• _TASKS AND EXERCISES_:
**1)** Reproduce the passage of the LeetCode 1848 article starting with "Understanding the Problem" and going on through "and efficient solution.".
**2)** In the worked example of the LeetCode 1848 article, at which index of the array is the value 5 located?

• _SOURCE TEXT_:
===============
LeetCode 1848 Solution: Minimum Distance to the Target Element

If you are preparing for coding interviews or solving array problems on LeetCode, 1848. Minimum Distance to the Target Element is a good beginner-friendly problem. It helps you practice array traversal, absolute difference, and minimum value tracking.

In this article, you will learn:

• what the problem is asking
• the easiest way to solve it
• step-by-step explanation
• optimized Python code
• time and space complexity
• why the solution works

---

Problem: 1848. Minimum Distance to the Target Element

You are given:

• an integer array nums
• an integer target
• an integer start

Your task is to find the minimum distance between start and any index i such that:

nums[i] == target

The distance between two indices is:

|i - start|

So, among all positions where the value equals target, you need to return the smallest absolute difference from start.

---

Example

Input

nums = [1, 2, 3, 4, 5]
target = 5
start = 3

Output

1

Why?

• target = 5
• In the array, 5 is located at index 4
• start = 3
• Distance = |4 - 3| = 1

So the minimum distance is 1.

---

Understanding the Problem

The problem is not asking for the target value itself.
It is asking for the closest index where the target appears.

For every index in the array:

• check whether nums[i] == target
• if yes, compute the distance from start
• keep the smallest one

This is a direct and efficient solution.

---

Best Approach

The simplest way to solve Minimum Distance to the Target Element is:

1. Traverse the array from left to right
2. Whenever you find target, calculate abs(i - start)
===============
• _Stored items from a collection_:
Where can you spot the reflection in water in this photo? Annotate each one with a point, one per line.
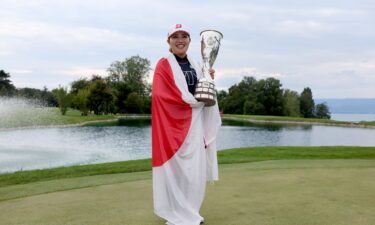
(26, 149)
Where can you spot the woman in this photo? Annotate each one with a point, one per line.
(183, 135)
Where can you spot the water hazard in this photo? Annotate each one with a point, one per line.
(26, 149)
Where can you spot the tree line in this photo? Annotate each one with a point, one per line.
(266, 97)
(125, 90)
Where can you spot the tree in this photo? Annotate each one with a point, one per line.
(133, 71)
(80, 100)
(270, 96)
(43, 97)
(100, 98)
(307, 103)
(79, 84)
(322, 111)
(134, 103)
(6, 86)
(63, 99)
(291, 103)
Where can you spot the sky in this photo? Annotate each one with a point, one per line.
(327, 45)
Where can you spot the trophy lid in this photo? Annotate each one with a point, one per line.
(213, 31)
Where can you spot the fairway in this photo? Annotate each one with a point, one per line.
(277, 192)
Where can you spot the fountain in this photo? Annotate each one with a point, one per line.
(21, 112)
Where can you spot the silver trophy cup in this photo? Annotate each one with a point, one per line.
(210, 44)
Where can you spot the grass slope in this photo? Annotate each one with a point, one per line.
(276, 192)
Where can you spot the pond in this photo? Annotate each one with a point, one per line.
(26, 149)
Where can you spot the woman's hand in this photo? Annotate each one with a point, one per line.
(212, 73)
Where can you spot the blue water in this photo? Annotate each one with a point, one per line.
(353, 117)
(27, 149)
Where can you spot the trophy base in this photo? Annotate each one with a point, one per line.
(205, 92)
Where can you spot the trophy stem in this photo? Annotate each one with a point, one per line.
(210, 43)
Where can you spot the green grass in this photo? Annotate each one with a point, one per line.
(241, 155)
(275, 192)
(265, 119)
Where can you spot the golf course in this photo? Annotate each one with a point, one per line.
(262, 185)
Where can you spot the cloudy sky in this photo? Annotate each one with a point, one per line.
(327, 45)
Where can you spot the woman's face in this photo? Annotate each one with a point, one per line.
(179, 43)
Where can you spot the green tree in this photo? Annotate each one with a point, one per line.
(78, 85)
(233, 103)
(43, 97)
(307, 103)
(322, 111)
(63, 99)
(100, 98)
(80, 100)
(6, 86)
(291, 103)
(270, 96)
(133, 71)
(134, 103)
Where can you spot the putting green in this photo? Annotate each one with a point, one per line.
(280, 192)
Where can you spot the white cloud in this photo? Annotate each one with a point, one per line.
(82, 72)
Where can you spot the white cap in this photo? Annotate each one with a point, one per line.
(176, 28)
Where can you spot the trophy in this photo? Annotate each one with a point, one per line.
(210, 44)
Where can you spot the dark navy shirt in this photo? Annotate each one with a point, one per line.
(189, 72)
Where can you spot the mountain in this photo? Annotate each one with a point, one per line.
(349, 105)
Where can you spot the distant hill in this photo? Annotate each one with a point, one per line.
(349, 105)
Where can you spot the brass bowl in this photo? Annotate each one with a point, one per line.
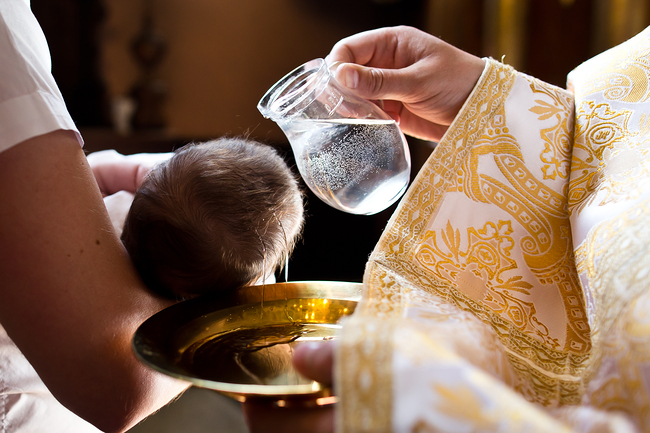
(242, 345)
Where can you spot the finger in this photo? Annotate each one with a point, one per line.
(418, 127)
(359, 48)
(268, 418)
(314, 360)
(375, 83)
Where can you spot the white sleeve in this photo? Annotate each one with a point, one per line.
(30, 101)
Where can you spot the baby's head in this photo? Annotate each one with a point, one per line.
(216, 216)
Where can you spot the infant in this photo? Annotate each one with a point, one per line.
(211, 216)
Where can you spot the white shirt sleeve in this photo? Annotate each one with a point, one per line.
(30, 101)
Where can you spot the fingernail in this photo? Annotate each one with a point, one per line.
(350, 78)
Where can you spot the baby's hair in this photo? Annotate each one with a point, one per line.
(216, 216)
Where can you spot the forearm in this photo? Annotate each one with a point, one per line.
(71, 298)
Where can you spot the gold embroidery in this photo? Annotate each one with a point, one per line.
(536, 207)
(363, 369)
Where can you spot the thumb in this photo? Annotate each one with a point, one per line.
(372, 83)
(314, 360)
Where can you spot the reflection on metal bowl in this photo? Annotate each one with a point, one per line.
(242, 345)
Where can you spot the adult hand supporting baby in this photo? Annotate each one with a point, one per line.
(313, 360)
(422, 81)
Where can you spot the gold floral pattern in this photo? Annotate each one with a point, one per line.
(518, 260)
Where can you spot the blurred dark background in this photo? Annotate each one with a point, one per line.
(152, 75)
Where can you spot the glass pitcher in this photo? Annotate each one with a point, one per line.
(350, 153)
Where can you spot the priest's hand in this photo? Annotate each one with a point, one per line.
(421, 80)
(313, 360)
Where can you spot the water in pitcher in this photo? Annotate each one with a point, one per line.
(359, 166)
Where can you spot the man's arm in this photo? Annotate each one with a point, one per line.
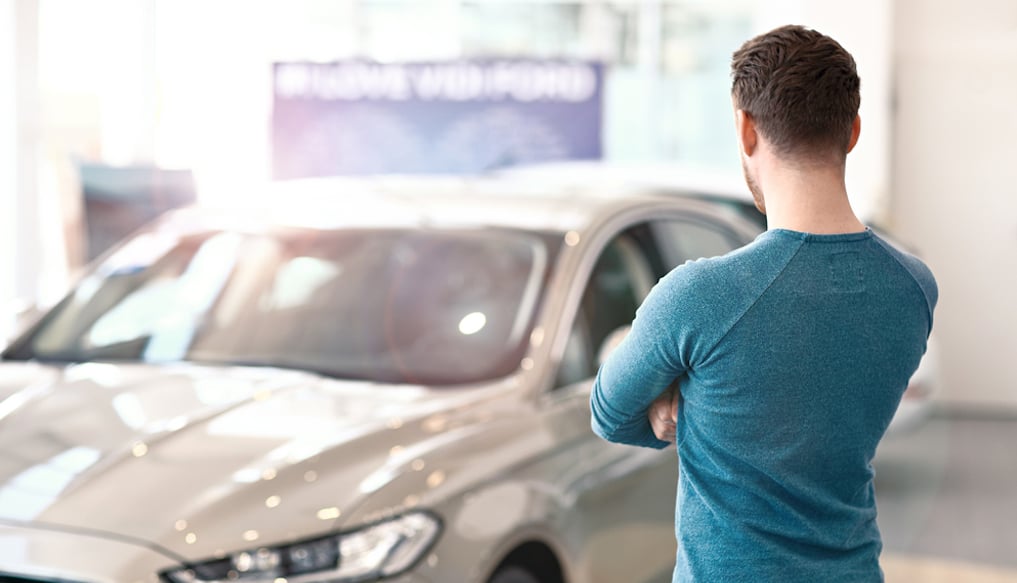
(639, 372)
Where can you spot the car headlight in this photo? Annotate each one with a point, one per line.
(374, 551)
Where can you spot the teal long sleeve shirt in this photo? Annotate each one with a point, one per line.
(791, 355)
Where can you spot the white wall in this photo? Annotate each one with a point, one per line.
(955, 171)
(19, 241)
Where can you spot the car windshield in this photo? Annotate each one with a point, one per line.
(392, 305)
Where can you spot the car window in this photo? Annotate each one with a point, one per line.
(689, 239)
(393, 305)
(619, 281)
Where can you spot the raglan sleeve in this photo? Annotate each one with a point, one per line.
(645, 363)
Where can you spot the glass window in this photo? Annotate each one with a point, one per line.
(392, 305)
(619, 281)
(683, 240)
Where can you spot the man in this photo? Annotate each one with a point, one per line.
(776, 368)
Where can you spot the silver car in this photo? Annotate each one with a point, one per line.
(348, 382)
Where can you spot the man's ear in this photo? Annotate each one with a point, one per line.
(745, 126)
(855, 130)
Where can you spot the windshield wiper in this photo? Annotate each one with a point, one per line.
(283, 364)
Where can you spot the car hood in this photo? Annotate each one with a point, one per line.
(198, 460)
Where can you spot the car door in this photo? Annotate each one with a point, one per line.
(624, 507)
(621, 514)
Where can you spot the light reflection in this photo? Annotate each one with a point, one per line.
(435, 423)
(27, 493)
(330, 513)
(435, 479)
(537, 336)
(247, 476)
(472, 323)
(98, 372)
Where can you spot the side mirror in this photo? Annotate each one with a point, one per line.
(611, 342)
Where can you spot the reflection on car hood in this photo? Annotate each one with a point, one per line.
(199, 460)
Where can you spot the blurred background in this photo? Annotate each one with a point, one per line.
(113, 111)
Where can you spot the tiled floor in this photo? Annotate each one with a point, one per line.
(947, 497)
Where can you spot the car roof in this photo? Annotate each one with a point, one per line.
(496, 200)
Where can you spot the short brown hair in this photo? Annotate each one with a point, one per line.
(801, 90)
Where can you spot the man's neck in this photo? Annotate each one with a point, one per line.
(810, 200)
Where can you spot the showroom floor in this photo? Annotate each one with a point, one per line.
(947, 497)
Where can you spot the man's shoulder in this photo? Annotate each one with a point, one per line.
(739, 275)
(915, 268)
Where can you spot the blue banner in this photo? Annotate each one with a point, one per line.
(361, 117)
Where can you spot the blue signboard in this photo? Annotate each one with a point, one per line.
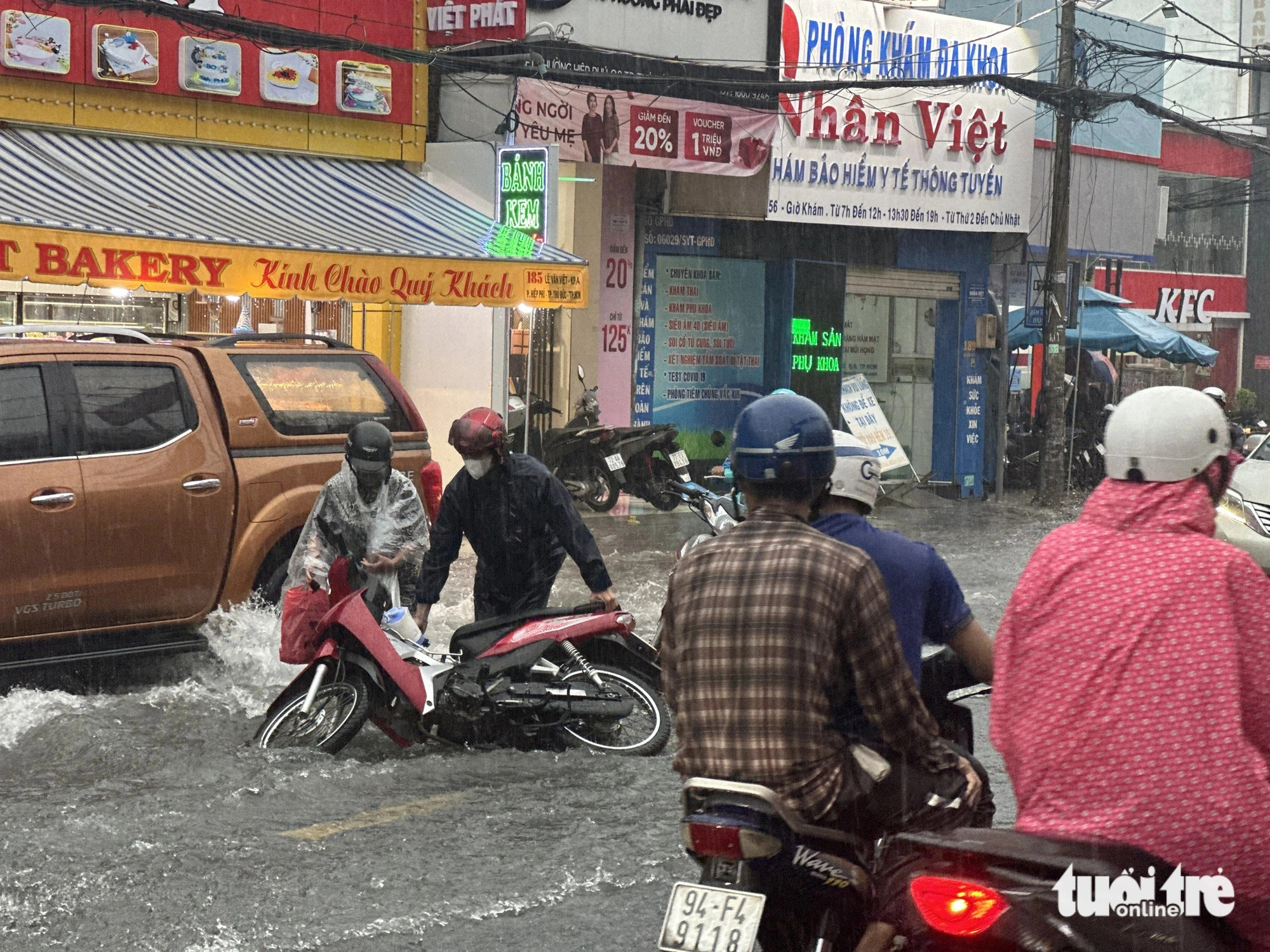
(709, 351)
(664, 234)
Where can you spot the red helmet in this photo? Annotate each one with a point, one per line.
(477, 432)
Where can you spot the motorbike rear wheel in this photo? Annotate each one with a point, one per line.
(604, 491)
(643, 733)
(338, 714)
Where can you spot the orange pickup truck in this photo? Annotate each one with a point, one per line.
(144, 483)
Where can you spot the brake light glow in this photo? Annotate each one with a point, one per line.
(957, 907)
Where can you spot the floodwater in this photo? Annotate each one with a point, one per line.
(137, 818)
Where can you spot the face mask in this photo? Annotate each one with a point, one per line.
(479, 468)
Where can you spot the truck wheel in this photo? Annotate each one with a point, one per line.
(272, 591)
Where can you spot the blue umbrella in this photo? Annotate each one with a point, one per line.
(1106, 326)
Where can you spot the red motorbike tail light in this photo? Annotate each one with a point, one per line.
(957, 907)
(728, 842)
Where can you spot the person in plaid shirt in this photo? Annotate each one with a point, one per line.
(773, 629)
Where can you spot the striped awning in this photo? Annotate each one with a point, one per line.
(121, 213)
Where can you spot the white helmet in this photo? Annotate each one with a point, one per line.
(857, 472)
(1165, 435)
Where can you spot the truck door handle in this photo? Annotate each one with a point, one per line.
(48, 498)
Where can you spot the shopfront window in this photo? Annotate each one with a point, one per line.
(153, 314)
(1206, 233)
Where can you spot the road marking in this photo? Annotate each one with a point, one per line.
(378, 818)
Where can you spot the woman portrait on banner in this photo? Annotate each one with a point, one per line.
(613, 131)
(592, 131)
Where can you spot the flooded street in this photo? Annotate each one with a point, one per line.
(137, 818)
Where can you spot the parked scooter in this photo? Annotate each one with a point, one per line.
(556, 676)
(596, 463)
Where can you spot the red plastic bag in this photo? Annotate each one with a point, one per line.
(303, 609)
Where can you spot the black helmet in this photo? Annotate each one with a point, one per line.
(369, 449)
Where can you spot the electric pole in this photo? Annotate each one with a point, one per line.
(1050, 488)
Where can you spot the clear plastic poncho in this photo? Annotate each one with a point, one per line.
(345, 525)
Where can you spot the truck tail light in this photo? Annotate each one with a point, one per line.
(957, 907)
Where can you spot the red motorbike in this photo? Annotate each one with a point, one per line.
(549, 676)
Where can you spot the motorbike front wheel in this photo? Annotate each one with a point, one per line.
(643, 733)
(338, 713)
(662, 474)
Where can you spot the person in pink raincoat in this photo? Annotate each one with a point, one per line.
(1132, 699)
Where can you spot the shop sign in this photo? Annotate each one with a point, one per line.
(617, 277)
(730, 31)
(525, 192)
(709, 351)
(664, 235)
(867, 422)
(1184, 300)
(101, 261)
(83, 46)
(651, 133)
(451, 23)
(957, 159)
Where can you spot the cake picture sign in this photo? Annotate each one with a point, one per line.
(36, 43)
(364, 88)
(211, 67)
(289, 77)
(126, 55)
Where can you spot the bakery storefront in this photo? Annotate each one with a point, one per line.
(90, 235)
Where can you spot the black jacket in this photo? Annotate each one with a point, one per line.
(521, 521)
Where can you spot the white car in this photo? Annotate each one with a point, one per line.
(1244, 513)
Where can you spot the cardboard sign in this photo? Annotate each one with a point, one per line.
(867, 421)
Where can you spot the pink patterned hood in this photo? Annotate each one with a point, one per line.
(1132, 697)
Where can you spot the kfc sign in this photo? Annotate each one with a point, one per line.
(1184, 305)
(1191, 301)
(453, 23)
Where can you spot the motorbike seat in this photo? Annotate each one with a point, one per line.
(476, 638)
(702, 793)
(1045, 855)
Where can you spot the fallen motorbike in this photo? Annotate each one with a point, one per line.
(556, 676)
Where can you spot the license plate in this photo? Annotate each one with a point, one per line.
(711, 920)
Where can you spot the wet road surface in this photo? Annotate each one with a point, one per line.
(133, 816)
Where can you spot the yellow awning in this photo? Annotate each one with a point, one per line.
(172, 218)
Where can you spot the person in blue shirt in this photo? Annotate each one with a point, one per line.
(926, 601)
(925, 597)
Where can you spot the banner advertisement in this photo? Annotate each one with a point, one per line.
(709, 352)
(651, 133)
(868, 423)
(54, 257)
(957, 159)
(617, 275)
(671, 235)
(730, 31)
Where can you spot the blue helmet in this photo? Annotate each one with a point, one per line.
(784, 439)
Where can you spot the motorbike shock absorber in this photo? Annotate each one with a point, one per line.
(582, 662)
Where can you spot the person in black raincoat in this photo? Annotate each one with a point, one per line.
(519, 519)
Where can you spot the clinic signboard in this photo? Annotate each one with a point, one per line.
(952, 158)
(709, 343)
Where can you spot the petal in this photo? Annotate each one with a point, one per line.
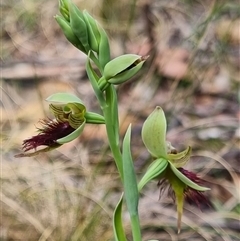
(75, 134)
(64, 98)
(153, 171)
(181, 158)
(186, 180)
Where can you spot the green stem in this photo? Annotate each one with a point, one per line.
(113, 141)
(136, 230)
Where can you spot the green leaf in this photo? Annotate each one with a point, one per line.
(117, 222)
(186, 180)
(75, 134)
(64, 98)
(129, 177)
(153, 171)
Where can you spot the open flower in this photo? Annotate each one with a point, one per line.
(168, 166)
(70, 119)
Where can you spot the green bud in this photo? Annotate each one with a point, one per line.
(79, 26)
(180, 159)
(153, 171)
(93, 33)
(67, 30)
(64, 10)
(154, 133)
(122, 68)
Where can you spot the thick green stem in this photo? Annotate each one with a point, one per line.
(113, 142)
(136, 230)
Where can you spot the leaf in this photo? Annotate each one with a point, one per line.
(64, 98)
(129, 176)
(117, 222)
(186, 180)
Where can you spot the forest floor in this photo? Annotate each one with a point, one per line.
(193, 73)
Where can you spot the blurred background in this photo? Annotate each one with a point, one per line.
(193, 73)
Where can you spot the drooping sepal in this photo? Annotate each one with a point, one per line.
(153, 171)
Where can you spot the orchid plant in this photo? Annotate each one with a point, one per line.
(71, 116)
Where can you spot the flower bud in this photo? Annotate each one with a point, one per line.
(93, 33)
(64, 10)
(154, 133)
(79, 26)
(122, 68)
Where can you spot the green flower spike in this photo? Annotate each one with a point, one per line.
(121, 69)
(70, 118)
(154, 133)
(168, 164)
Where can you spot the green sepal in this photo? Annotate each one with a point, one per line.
(64, 98)
(75, 134)
(78, 26)
(118, 230)
(154, 133)
(67, 31)
(93, 33)
(35, 153)
(119, 64)
(94, 118)
(186, 180)
(181, 158)
(153, 171)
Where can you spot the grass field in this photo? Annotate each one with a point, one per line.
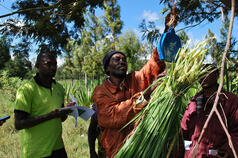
(75, 139)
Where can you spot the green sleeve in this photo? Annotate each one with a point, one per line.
(24, 98)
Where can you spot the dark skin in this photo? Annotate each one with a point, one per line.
(117, 69)
(209, 84)
(2, 122)
(47, 67)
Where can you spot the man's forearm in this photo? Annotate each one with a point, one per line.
(28, 122)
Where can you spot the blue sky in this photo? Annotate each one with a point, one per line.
(133, 11)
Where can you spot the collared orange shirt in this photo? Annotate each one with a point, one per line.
(115, 104)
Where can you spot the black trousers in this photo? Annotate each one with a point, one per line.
(61, 153)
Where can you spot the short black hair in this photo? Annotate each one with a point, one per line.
(45, 52)
(107, 58)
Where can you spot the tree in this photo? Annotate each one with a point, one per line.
(133, 49)
(112, 21)
(150, 32)
(20, 65)
(215, 51)
(4, 51)
(47, 21)
(196, 11)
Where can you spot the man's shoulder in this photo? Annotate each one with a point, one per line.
(30, 84)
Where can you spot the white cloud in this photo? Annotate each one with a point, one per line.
(150, 16)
===============
• _SOLUTIONS TO THE EXERCISE_:
**1)**
Understanding the Problem

The problem is not asking for the target value itself.
It is asking for the closest index where the target appears.

For every index in the array:

• check whether nums[i] == target
• if yes, compute the distance from start
• keep the smallest one

This is a direct and efficient solution.

**2)** Index 4.